> _Passage to read_:
--------------------------------------------------

Video Ratings Summary
Sharpness
Shadow Detail
Colour
Grain/Pixelization
Film-To-Video Artefacts
Film Artefacts
Overall

Audio

     The audio quality is absolutely magnificent with many wonderful moments of sound design beautifully rendered on the various audio options. To me this is the biggest step up from the DVD version of the film and a marvellous way to show off how your home theatre can do subtlety instead of power.

     This Blu-ray contains four audio options; a Japanese DTS-HD MA 6.1 track, an English dubbed LPCM 5.1 48/16 track along with two Dolby Digital 2.0 tracks in Japanese and English. Obviously, if you have the capability the two HD tracks are miles ahead of the Dolby Digital options (which are still fine for what they are). The two main tracks are quite similar in quality, although as you might guess the original Japanese track is incredibly beautiful. The thing about these audio transfers which makes them so marvellous is the incredible detail in the sound design around the various speakers and the numerous minor sounds that leap out in this version compared to the DVD. Some examples include the popping and movement noises of the plankton during the opening sequence, the babbling of Ponyo's little sisters, the incredible sound design in the scene where Ponyo gets swept up by a rubbish net and gets her head caught in a glass jar and the almost human sounds of the waves as they try to get Ponyo back. These are merely examples as there are so many moments like these during the film (and I haven't even begin to go on and on about the music yet!).

     Dialogue was very clear and easy to understand at all times.

     The music by Joe Hisaishi is absolutely beautiful and wonderfully transferred here. Once again, the true beauty of this score really comes out on this marvellous disc with the various themes (such as the one for Ponyo) really catching the ear.

     The surround speakers are in constant use for parts of the music, detailed sound effects such as a passing squall of tiny fish jumping in the sea and lots of marvellous atmospherics. Simply Magnificent.

     The subwoofer is also in constant use adding bass to the music, depth to the sounds of the storm, waves, boats and various sea creatures.

Audio Ratings Summary
Dialogue
Audio Sync
Clicks/Pops/Dropouts
Surround Channel Use
Subwoofer
Overall

Extras

    A huge selection of high quality extras. Many are in Japanese but all have subtitles. They are nearly all 1080i or 1080p.

Menu

     The menu is a magnificent art work in itself. If you leave the menu onscreen it rolls slowly to the left revealing various scenes from the film including the storm with accompanying sound effects. It is beautiful and is quite enjoyable to watch unlike most menus which quickly become annoying.

Reversible Cover

    You can choose either and English cover or one in Japanese which is a nice touch.

Booklet

    One page containing details of chapters and a list of available Miyazaki titles (although no other Blu-rays to date).

Storyboards PIP

    There is a picture-in-picture feature on the disc (assuming your player can support it) which allows you to have 480p storyboards playing in the bottom right hand corner of your screen while the movie plays at 1080p. A really nice feature which allows you to see how close Miyazaki's original sketches are to the final product. These were available on the DVD as an alternate angle.

Meet Ponyo (2:21) 

    Introduction to the film by US producers Kathleen Kennedy & Frank Marshall.

A Conversation with Hayao Miyazaki & John Lasseter (3:28)

    Short conversation about the Ponyo character and his approach to animation. Good Stuff.

--------------------------------------------------

> _Supplied entries_:
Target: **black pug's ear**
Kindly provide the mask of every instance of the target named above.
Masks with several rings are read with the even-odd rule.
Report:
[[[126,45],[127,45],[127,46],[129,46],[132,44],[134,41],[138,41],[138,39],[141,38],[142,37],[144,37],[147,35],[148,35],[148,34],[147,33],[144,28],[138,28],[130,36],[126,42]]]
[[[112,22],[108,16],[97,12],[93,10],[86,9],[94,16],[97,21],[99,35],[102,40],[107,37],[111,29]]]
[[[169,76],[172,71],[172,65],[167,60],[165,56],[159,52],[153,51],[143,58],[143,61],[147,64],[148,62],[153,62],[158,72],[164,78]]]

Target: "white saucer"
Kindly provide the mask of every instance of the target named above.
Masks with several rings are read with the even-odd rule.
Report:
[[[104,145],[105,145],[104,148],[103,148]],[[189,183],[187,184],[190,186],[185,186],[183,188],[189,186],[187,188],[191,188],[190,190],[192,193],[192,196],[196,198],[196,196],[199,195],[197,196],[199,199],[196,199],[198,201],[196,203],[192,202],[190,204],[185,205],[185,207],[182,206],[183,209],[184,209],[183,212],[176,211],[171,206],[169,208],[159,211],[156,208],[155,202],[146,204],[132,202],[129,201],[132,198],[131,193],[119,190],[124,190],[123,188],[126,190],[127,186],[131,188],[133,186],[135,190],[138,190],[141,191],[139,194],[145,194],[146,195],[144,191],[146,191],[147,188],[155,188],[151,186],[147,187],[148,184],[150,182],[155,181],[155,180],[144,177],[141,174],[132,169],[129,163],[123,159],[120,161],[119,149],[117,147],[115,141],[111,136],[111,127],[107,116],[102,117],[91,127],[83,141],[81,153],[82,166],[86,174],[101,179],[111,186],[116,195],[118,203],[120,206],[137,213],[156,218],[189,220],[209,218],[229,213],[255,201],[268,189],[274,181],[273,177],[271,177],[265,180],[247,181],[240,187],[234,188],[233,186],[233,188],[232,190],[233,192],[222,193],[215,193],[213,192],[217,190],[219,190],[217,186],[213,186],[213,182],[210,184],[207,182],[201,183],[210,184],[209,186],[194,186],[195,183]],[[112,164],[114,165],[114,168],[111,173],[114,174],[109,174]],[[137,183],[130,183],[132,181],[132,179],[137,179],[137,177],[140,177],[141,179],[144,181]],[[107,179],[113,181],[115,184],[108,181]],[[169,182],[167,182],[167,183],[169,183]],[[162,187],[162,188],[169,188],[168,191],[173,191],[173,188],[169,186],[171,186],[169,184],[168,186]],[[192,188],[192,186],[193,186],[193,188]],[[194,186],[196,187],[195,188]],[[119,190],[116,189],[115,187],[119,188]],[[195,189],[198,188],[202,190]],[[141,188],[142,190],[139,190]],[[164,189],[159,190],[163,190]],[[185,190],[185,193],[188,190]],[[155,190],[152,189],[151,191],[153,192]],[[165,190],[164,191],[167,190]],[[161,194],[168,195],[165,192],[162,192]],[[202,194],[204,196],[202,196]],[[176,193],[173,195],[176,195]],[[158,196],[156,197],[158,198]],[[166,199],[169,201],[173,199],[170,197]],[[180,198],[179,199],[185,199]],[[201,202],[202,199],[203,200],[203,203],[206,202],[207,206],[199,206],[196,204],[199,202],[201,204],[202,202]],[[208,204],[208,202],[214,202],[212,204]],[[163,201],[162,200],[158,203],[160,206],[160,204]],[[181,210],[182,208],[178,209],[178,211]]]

--------------------------------------------------

> _Set problem_: Rewrite the Ponyo Blu-ray review from "A huge selection" up to and including "Blu-rays to date).", changing "magnificent" to "stunning".

> _Result of the task_:
A huge selection of high quality extras. Many are in Japanese but all have subtitles. They are nearly all 1080i or 1080p.

Menu

     The menu is a stunning art work in itself. If you leave the menu onscreen it rolls slowly to the left revealing various scenes from the film including the storm with accompanying sound effects. It is beautiful and is quite enjoyable to watch unlike most menus which quickly become annoying.

Reversible Cover

    You can choose either and English cover or one in Japanese which is a nice touch.

Booklet

    One page containing details of chapters and a list of available Miyazaki titles (although no other Blu-rays to date).